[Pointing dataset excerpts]

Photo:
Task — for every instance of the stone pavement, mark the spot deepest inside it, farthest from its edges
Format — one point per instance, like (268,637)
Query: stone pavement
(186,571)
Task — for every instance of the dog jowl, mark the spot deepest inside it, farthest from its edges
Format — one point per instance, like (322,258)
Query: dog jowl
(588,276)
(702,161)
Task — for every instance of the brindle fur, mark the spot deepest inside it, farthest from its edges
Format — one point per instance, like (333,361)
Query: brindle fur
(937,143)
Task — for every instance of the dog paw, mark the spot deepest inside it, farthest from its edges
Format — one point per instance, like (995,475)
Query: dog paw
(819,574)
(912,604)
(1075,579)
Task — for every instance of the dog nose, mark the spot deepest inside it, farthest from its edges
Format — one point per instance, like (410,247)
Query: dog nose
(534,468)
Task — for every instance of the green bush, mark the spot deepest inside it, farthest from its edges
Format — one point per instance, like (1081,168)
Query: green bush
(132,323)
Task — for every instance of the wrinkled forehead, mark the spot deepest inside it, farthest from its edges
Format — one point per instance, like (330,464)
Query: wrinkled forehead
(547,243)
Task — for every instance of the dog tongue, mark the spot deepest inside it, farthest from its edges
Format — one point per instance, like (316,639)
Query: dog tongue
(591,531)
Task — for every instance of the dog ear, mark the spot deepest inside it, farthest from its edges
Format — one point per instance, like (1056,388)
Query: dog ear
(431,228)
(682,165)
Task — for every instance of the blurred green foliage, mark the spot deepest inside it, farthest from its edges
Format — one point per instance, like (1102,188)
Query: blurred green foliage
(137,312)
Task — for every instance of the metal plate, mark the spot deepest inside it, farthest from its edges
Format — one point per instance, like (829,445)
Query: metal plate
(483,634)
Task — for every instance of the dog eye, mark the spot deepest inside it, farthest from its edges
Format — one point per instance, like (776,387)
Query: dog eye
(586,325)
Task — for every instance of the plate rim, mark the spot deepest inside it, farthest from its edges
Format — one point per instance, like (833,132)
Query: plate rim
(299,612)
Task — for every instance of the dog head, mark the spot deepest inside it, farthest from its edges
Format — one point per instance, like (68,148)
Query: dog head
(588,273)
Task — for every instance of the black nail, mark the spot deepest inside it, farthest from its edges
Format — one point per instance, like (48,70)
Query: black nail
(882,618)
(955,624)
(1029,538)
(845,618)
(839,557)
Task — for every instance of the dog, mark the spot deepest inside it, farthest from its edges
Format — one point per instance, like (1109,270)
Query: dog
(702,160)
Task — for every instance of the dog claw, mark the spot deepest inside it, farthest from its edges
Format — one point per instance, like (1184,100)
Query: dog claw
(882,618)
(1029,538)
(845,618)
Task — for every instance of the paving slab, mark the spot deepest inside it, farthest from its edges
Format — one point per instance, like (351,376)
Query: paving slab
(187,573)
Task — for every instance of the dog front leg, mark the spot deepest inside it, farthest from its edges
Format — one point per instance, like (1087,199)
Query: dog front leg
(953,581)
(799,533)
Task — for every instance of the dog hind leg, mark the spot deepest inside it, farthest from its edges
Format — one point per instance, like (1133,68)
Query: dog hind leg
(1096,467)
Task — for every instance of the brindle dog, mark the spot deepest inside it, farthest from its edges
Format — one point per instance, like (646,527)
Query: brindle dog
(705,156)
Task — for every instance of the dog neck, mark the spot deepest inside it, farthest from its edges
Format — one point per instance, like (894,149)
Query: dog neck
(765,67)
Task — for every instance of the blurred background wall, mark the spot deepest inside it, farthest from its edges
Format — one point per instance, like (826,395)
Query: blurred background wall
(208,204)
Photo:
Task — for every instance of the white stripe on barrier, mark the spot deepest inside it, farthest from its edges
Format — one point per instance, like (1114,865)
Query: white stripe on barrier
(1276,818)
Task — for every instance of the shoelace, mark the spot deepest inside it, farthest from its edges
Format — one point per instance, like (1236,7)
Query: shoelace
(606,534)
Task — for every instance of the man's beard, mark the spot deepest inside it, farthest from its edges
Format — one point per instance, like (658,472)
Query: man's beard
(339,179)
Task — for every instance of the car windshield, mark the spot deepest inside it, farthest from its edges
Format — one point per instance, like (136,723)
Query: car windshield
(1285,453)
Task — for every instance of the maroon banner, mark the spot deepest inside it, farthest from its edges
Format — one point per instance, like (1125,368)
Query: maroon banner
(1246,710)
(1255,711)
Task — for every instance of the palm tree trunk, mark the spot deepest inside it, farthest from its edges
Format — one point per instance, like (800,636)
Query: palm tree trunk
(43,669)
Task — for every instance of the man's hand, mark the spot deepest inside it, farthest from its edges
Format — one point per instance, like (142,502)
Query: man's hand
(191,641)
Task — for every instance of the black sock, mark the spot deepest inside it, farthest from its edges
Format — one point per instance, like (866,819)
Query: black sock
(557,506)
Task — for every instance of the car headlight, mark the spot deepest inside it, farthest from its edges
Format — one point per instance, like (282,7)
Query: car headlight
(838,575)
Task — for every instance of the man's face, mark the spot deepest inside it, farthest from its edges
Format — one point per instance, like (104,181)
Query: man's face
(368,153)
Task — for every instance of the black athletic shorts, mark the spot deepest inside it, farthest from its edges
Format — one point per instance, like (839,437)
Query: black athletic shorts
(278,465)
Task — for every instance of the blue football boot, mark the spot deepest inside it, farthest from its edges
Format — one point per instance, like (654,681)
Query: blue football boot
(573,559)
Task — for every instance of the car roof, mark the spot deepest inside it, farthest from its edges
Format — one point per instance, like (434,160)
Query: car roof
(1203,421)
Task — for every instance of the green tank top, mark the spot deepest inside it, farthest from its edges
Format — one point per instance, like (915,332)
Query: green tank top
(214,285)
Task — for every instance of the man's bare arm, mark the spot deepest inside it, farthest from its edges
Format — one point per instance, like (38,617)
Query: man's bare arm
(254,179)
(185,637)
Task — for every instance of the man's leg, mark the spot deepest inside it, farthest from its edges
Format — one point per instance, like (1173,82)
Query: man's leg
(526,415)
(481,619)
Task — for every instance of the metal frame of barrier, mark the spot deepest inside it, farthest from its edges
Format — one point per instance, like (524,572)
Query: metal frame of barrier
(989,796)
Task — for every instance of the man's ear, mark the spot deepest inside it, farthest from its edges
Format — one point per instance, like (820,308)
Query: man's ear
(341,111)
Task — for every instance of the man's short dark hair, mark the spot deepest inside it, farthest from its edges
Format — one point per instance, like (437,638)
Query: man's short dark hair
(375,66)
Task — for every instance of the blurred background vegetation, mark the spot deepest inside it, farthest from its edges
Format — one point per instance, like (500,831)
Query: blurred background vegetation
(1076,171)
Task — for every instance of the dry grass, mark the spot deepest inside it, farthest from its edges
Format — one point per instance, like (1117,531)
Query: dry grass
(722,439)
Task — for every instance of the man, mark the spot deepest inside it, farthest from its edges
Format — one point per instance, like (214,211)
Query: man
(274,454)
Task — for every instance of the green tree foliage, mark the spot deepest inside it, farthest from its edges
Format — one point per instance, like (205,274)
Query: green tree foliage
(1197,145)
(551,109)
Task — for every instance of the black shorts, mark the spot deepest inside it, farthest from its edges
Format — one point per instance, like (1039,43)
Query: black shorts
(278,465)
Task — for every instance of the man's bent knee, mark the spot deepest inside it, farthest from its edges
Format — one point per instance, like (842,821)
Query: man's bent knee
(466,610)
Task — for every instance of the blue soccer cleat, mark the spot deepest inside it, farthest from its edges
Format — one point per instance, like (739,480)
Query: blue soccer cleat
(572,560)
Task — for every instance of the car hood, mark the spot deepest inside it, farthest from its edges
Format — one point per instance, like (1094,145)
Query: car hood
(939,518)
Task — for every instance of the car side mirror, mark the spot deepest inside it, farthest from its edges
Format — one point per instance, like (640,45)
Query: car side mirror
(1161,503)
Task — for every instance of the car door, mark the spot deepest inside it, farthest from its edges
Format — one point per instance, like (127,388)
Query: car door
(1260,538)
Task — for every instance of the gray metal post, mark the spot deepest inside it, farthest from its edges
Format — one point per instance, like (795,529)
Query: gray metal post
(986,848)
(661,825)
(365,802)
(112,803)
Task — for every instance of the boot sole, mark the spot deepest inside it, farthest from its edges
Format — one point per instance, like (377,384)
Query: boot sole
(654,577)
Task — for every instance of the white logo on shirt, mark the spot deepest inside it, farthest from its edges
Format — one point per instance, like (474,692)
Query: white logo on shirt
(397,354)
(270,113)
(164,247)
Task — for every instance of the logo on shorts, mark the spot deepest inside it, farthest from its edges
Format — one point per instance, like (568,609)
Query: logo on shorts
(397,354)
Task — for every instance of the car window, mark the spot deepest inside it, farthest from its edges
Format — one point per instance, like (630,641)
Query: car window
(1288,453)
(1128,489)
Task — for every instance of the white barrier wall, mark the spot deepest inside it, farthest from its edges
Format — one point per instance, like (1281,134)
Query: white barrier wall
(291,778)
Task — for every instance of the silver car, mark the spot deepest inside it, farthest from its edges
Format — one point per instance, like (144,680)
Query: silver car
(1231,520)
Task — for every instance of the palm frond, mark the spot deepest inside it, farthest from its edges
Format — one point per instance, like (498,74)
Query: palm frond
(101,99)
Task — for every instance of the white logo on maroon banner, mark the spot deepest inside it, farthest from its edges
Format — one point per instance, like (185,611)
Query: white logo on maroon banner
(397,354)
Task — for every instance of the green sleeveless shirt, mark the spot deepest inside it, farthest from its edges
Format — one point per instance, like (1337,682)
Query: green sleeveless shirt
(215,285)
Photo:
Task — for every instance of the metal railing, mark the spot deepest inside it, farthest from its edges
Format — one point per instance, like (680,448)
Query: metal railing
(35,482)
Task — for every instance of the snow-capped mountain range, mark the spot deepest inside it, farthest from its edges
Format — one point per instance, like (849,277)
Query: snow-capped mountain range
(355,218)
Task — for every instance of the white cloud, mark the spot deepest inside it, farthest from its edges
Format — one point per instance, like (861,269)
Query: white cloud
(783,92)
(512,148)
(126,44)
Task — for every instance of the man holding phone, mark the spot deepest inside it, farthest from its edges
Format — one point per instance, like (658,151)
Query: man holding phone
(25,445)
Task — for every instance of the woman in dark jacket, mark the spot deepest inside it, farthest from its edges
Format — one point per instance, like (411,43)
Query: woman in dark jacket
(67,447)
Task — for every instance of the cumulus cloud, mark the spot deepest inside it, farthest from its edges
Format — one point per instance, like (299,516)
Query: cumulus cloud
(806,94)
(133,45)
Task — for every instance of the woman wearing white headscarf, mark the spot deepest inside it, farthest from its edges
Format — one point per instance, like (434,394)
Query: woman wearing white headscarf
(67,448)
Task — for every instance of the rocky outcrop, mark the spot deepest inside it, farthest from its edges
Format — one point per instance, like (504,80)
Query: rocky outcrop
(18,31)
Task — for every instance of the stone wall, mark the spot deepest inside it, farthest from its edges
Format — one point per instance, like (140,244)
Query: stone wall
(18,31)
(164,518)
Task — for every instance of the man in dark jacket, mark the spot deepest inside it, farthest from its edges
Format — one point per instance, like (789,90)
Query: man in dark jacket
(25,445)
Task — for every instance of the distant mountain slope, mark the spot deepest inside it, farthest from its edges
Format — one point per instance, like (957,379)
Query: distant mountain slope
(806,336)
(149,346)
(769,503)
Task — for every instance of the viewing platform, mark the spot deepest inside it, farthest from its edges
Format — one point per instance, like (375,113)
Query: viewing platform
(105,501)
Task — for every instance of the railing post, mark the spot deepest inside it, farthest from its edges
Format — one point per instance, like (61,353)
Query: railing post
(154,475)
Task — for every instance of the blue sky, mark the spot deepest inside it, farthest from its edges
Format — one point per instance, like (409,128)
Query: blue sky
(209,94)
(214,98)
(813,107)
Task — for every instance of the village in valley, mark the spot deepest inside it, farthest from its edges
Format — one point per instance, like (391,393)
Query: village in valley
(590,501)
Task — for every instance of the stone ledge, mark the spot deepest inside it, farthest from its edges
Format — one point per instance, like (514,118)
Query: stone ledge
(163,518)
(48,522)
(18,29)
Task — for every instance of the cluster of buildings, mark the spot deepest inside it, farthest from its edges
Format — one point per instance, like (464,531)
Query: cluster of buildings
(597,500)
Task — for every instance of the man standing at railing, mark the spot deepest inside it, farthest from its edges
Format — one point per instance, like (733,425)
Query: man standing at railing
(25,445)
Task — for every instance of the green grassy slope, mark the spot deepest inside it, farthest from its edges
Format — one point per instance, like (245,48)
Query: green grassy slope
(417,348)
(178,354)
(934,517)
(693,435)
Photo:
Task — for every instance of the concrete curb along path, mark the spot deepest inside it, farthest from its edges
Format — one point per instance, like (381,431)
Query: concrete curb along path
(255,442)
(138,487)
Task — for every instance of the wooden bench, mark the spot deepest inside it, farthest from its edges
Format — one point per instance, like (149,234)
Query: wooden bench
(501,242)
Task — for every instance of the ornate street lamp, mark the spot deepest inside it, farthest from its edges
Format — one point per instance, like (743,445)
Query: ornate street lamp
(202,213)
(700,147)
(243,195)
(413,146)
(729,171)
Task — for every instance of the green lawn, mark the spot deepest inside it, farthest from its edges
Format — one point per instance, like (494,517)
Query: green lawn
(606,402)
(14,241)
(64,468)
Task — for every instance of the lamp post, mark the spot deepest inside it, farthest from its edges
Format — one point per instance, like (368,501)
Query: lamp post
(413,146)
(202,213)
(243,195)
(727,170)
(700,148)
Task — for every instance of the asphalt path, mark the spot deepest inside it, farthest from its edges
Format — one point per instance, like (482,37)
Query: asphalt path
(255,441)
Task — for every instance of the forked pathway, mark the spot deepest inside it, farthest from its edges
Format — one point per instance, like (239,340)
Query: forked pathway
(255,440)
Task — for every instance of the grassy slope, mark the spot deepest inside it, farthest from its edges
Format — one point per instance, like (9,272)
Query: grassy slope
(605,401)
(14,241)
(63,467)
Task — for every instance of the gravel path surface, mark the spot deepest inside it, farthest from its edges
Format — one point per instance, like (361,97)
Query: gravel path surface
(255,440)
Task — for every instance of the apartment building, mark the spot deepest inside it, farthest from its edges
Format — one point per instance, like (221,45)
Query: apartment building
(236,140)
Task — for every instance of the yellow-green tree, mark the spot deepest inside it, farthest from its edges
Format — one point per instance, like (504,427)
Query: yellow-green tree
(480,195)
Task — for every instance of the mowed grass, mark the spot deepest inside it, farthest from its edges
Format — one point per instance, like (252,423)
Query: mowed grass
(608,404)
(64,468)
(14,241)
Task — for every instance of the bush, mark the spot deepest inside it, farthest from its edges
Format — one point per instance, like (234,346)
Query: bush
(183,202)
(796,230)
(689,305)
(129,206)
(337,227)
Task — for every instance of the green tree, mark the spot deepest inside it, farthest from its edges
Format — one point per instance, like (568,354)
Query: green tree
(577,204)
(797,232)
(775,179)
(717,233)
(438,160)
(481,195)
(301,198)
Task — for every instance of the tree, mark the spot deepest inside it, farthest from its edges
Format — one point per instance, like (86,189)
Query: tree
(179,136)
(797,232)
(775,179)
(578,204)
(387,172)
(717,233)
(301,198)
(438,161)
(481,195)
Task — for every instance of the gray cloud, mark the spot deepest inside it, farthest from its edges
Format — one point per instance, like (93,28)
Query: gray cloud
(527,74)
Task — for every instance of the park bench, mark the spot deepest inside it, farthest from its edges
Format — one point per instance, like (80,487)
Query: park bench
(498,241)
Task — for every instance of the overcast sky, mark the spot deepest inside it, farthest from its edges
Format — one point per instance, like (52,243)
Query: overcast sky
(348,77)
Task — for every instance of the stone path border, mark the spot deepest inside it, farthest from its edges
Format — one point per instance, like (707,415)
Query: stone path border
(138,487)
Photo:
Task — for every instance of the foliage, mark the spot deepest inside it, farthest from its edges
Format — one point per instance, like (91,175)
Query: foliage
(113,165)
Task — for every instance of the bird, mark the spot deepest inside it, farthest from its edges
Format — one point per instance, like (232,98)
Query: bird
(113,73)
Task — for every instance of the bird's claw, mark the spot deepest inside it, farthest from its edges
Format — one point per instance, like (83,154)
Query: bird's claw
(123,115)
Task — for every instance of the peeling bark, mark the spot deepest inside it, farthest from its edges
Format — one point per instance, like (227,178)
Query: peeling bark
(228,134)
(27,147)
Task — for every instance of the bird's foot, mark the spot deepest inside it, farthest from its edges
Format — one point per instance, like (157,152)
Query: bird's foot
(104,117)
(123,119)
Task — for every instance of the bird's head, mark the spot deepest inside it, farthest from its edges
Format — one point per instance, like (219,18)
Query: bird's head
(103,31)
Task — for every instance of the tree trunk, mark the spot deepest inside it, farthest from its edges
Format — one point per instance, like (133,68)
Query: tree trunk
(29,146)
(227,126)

- _DESCRIPTION OF THE TASK_:
Quote only the lines from the one containing "Task — for every instance of the stone path" through the final line of the records, with both ends included.

- _SOLUTION TO THIS PROBLEM_:
Task — for every instance of the stone path border, mark the spot deepest inside it, farthest from its edges
Format — one point per instance, like (707,415)
Query: stone path border
(138,487)
Photo:
Task — for every instance of the foliage, mark the spot deepest inside it, farthest from its edges
Format — one point per instance, like (91,175)
Query: foliage
(113,165)
Task — for every instance of the bird, mark the spot deepest inside it, farthest from its edges
Format — one point per instance, like (232,98)
Query: bird
(113,73)
Task — for every instance of the bird's claw, mark the spot deepest inside it, farthest from its edges
Format — one point per instance, like (83,154)
Query: bird's claw
(123,115)
Task — for every instance of the peeling bark, mark the spot deepest inside it, farthest from its edges
Format — one point per instance, like (227,178)
Query: peeling bark
(228,134)
(27,147)
Task — for every instance of the bird's foot, mark the spot deepest inside it, farthest from its edges
Format — one point per instance, like (157,152)
Query: bird's foot
(104,117)
(123,119)
Task — for every instance of the bird's head, mark the spot deepest inside it, farthest from its edges
Format — one point per instance, like (219,18)
Query: bird's head
(103,31)
Task — for every instance of the tree trunk, mark the spot deepest inside it, farthest from its edges
Format — one point per instance, like (133,68)
Query: tree trunk
(29,146)
(227,126)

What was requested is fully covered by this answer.